● Texte fourni
--------------------------------------------------

CLASSIQUE RAP FRANCAIS
Retour aux sources avec notre cher rap français pour ce début de semaine ! Si vous avez déjà terminé votre réécoute de l’album “2001” de Dr. Dre dont nous parlions hier, alors il est grand temps de vous abreuver de nouveaux sons ! Pour ce faire, je ne serais guère original pour aujourd’hui penserez-vous car nous allons aborder un classique ultime du rap français, l’hymne entre tous que vous connaissez assurément ! Et pourtant cela ne fera pas de mal de se réécouter ça, bien au contraire ! Nous avions déjà préalablement vu leur travail avec le titre “La Lettre” dans un précédent Retour vers le classique, aussi aujourd’hui allons-nous nous tourner vers “Le Crime Paie” sorti en 1996 du mythique duo Lunatic.
On a déjà eu l’occasion de parler et de toutes façons, nul doute que vous êtes déjà plus que familier au duo Lunatic composé d’Ali et de Booba, point de départ de l’immense carrière de ce dernier. D’aucuns affirmeront qu’à eux deux, ils possèdent un nombre plus que conséquent de classique, mais si aujourd’hui le choix s’est porté sur “Le Crime Paie”, c’est principalement parce que le succès des deux MC’s est en grande partie dû à ce titre qui est le tremplin de leur carrière (et accessoirement aussi du label Hostile). Il faut dire que le texte à lui seul à fortement marqué le public rap français à son époque, les deux artistes faisant l’apologie de la débrouillardise (“Voyons, ici chacun avance selon ses moyens”) mais surtout, l’assumant en dépit de la loi (la réputation du refrain “seul le crime paie” annonce déjà la couleur). Plus qu’une simple idée, c’est l’essence même du morceau qui diffuse la détermination de ceux qui l’interprète, diffusant un message fort de rébellion:
“Je suis hors-la-loi, devant elle je veux pas ramper”

--------------------------------------------------

● Données présentées
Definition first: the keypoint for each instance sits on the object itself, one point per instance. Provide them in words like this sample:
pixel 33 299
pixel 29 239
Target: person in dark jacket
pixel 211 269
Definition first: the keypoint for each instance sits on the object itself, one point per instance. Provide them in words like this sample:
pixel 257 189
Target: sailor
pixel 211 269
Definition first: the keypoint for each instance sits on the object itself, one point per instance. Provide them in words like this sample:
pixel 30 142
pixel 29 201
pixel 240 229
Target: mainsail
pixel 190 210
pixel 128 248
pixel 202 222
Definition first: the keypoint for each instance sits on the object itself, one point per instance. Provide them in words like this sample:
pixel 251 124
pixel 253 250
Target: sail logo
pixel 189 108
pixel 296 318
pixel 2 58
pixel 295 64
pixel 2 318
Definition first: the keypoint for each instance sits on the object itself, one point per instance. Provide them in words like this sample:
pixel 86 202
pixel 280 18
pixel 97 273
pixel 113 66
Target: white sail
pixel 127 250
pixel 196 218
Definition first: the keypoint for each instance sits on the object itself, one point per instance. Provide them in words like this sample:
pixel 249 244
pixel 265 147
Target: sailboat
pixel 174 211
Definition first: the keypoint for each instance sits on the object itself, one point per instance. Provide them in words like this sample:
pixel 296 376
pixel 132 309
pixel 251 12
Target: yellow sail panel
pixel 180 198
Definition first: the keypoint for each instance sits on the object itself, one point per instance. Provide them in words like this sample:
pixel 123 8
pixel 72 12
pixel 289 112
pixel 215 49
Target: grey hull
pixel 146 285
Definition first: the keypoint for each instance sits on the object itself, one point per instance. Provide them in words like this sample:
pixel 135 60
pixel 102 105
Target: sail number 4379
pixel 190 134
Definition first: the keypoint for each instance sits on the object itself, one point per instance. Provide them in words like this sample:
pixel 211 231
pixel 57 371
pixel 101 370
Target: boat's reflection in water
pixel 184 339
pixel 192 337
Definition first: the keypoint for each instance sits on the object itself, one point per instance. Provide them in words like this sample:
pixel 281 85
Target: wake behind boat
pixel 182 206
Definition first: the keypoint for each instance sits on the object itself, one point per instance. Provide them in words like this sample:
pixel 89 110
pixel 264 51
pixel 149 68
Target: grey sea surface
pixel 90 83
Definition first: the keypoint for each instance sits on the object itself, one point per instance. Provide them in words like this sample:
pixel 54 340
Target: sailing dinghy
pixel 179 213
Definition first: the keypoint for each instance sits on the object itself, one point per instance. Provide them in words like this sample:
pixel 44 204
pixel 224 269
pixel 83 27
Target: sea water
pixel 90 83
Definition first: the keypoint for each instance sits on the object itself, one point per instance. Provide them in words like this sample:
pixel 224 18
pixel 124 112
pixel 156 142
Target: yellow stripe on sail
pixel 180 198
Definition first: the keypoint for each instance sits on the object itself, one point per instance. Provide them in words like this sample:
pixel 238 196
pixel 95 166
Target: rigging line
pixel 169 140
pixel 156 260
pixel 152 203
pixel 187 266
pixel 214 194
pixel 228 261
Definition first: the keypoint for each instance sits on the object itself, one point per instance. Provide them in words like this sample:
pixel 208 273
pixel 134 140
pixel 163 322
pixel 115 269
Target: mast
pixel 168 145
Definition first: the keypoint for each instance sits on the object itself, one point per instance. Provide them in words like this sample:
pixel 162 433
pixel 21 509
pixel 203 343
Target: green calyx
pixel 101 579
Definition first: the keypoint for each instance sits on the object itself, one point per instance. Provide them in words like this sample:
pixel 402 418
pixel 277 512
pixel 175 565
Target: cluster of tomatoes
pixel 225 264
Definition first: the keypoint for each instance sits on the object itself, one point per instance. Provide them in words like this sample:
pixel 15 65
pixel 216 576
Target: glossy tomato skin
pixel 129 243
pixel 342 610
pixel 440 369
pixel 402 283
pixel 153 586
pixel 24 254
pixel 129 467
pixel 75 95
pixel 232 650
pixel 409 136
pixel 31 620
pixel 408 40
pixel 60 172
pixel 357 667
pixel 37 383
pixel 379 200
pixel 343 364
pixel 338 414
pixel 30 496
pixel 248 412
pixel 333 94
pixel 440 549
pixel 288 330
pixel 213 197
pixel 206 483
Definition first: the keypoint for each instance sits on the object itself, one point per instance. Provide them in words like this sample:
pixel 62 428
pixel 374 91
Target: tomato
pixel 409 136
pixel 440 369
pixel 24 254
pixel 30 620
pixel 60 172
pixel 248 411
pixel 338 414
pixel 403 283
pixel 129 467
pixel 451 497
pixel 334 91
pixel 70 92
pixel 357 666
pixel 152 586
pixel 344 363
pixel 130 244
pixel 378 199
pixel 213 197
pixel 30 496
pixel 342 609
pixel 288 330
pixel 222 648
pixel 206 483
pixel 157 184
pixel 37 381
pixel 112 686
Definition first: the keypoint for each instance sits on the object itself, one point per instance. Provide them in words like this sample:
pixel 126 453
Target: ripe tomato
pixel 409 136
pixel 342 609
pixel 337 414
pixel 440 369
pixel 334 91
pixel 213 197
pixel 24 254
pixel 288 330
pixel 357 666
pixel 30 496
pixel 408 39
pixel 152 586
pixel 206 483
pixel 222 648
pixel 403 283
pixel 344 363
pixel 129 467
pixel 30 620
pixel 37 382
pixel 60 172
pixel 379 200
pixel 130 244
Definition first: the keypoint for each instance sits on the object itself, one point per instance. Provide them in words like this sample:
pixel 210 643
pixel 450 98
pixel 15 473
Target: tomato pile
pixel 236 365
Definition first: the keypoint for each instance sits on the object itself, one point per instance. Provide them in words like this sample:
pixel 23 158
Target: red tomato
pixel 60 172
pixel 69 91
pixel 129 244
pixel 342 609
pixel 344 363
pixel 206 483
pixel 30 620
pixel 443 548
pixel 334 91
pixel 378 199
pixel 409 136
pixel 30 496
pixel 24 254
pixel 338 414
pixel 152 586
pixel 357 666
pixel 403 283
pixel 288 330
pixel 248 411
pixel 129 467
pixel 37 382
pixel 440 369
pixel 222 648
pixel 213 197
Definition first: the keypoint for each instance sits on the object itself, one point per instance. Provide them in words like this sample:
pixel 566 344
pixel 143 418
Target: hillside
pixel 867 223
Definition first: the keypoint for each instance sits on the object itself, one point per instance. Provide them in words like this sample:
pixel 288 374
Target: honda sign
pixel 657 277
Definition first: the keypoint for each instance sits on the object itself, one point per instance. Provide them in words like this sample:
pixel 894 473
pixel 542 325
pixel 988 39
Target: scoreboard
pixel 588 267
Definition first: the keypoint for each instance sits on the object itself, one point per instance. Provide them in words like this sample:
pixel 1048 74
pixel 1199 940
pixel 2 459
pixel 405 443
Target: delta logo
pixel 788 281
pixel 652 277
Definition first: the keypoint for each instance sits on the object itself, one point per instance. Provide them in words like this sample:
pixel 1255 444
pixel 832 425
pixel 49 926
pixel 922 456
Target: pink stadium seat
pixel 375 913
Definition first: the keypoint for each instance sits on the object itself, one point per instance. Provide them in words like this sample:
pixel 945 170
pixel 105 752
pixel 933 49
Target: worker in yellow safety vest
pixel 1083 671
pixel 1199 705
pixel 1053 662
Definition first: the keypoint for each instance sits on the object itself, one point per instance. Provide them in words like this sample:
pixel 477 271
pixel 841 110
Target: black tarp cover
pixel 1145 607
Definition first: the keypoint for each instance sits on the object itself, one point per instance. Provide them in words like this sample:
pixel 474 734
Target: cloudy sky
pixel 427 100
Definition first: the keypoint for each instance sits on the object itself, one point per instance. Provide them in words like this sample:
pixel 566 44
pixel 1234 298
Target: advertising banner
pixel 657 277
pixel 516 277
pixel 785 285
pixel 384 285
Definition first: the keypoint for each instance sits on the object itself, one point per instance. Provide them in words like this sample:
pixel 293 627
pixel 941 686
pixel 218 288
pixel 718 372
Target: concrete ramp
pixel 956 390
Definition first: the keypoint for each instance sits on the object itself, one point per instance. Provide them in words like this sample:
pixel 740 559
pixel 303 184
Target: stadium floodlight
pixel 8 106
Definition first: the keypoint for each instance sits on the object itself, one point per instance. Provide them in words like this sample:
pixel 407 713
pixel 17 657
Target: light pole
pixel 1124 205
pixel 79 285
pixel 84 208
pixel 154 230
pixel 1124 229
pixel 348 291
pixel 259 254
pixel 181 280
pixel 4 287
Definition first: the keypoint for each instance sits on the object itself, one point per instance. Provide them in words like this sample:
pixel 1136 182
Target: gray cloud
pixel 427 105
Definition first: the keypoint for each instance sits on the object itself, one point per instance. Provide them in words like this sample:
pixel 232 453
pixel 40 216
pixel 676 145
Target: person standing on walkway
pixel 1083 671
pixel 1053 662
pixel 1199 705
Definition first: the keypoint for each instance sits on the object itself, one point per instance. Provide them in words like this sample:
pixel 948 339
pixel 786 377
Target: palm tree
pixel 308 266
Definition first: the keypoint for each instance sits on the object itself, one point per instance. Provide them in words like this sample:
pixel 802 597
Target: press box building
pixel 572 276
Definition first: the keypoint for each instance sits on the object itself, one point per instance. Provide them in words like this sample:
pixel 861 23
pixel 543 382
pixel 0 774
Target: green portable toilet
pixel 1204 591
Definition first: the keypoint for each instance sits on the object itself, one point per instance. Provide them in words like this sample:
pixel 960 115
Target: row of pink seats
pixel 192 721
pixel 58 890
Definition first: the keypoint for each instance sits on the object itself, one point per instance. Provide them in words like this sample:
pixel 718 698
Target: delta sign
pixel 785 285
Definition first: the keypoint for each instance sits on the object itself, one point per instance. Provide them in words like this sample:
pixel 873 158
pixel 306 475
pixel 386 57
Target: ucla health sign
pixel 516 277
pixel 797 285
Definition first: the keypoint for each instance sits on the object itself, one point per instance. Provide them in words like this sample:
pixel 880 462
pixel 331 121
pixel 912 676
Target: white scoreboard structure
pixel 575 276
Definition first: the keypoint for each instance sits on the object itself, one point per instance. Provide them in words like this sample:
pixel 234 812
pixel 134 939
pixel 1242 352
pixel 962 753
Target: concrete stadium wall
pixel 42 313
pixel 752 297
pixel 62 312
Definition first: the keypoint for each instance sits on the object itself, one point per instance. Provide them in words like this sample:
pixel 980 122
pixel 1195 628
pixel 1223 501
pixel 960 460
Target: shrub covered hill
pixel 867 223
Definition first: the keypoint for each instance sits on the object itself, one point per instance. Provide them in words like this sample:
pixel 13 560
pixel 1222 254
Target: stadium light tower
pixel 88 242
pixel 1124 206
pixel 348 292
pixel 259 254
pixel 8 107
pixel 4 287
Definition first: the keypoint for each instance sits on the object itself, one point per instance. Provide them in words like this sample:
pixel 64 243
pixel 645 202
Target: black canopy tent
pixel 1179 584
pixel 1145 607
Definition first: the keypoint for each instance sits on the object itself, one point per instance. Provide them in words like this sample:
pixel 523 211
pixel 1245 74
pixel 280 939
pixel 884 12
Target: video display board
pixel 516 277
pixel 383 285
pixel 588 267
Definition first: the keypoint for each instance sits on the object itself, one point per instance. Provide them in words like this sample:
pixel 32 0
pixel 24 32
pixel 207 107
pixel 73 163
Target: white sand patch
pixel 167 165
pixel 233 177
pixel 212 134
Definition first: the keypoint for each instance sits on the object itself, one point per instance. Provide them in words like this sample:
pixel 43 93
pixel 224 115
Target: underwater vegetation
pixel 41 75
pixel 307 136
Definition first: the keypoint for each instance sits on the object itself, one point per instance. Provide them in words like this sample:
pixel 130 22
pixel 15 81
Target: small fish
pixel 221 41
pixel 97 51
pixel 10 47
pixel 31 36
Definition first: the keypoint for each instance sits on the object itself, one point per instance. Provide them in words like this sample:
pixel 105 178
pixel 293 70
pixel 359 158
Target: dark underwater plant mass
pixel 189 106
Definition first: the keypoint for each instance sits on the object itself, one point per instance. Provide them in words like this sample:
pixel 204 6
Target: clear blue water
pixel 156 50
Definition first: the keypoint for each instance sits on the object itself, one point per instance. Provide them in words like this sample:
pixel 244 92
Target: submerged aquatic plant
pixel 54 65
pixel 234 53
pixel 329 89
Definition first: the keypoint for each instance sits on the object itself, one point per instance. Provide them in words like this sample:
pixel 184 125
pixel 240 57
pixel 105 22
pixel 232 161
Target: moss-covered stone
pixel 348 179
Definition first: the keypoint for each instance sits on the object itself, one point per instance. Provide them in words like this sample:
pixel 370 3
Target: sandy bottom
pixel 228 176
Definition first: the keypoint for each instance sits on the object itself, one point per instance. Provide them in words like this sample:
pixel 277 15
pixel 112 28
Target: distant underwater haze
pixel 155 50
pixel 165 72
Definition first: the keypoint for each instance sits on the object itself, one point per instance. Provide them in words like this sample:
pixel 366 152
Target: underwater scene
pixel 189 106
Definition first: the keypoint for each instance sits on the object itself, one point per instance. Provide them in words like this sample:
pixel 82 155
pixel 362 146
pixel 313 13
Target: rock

--------------------------------------------------

● Travail demandé
• 1. Citez, dans le texte sur « Le Crime Paie », le passage qui s'ouvre sur les mots contenant « CLASSIQUE RAP FRANCAIS » et se ferme sur « mythique duo Lunatic. ».
• 2. Reproduisez fidèlement le listing, de sa première ligne jusqu'à la ligne qui contient « pixel 202 222 », celle-ci comprise.

● Réponses aux exercices
• 1.
CLASSIQUE RAP FRANCAIS
Retour aux sources avec notre cher rap français pour ce début de semaine ! Si vous avez déjà terminé votre réécoute de l’album “2001” de Dr. Dre dont nous parlions hier, alors il est grand temps de vous abreuver de nouveaux sons ! Pour ce faire, je ne serais guère original pour aujourd’hui penserez-vous car nous allons aborder un classique ultime du rap français, l’hymne entre tous que vous connaissez assurément ! Et pourtant cela ne fera pas de mal de se réécouter ça, bien au contraire ! Nous avions déjà préalablement vu leur travail avec le titre “La Lettre” dans un précédent Retour vers le classique, aussi aujourd’hui allons-nous nous tourner vers “Le Crime Paie” sorti en 1996 du mythique duo Lunatic.

• 2.
Definition first: the keypoint for each instance sits on the object itself, one point per instance. Provide them in words like this sample:
pixel 33 299
pixel 29 239
Target: person in dark jacket
pixel 211 269
Definition first: the keypoint for each instance sits on the object itself, one point per instance. Provide them in words like this sample:
pixel 257 189
Target: sailor
pixel 211 269
Definition first: the keypoint for each instance sits on the object itself, one point per instance. Provide them in words like this sample:
pixel 30 142
pixel 29 201
pixel 240 229
Target: mainsail
pixel 190 210
pixel 128 248
pixel 202 222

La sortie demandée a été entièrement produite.